▸ **GIVEN EXERCISE**
Return each line of the records below that contains the word "target". The match is case-sensitive.
-*-
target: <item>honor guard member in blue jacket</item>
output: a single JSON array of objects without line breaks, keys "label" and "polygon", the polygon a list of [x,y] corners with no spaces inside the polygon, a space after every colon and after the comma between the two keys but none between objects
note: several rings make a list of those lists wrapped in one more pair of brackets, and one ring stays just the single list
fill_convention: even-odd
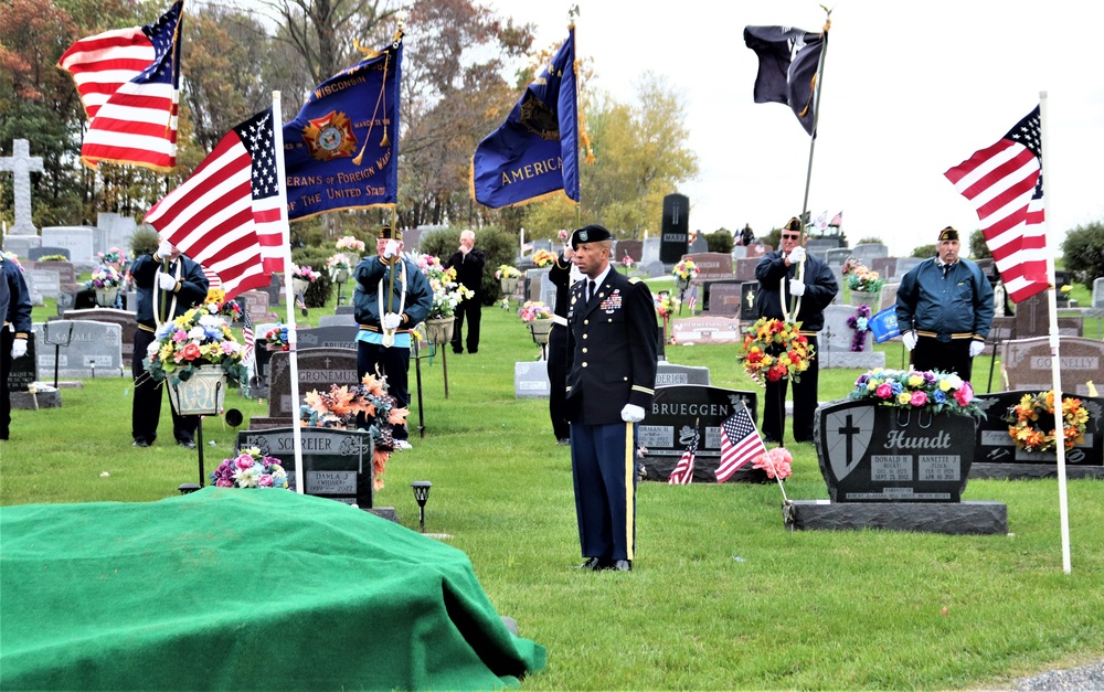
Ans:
-*-
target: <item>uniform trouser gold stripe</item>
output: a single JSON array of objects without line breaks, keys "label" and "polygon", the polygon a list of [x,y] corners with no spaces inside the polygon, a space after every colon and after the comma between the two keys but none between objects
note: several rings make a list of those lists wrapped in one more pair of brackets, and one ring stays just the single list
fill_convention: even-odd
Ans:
-*-
▸ **ANSWER TO THIS EXERCISE**
target: <item>honor guard member in blue jacket</item>
target: <item>uniform trouser gold stripe</item>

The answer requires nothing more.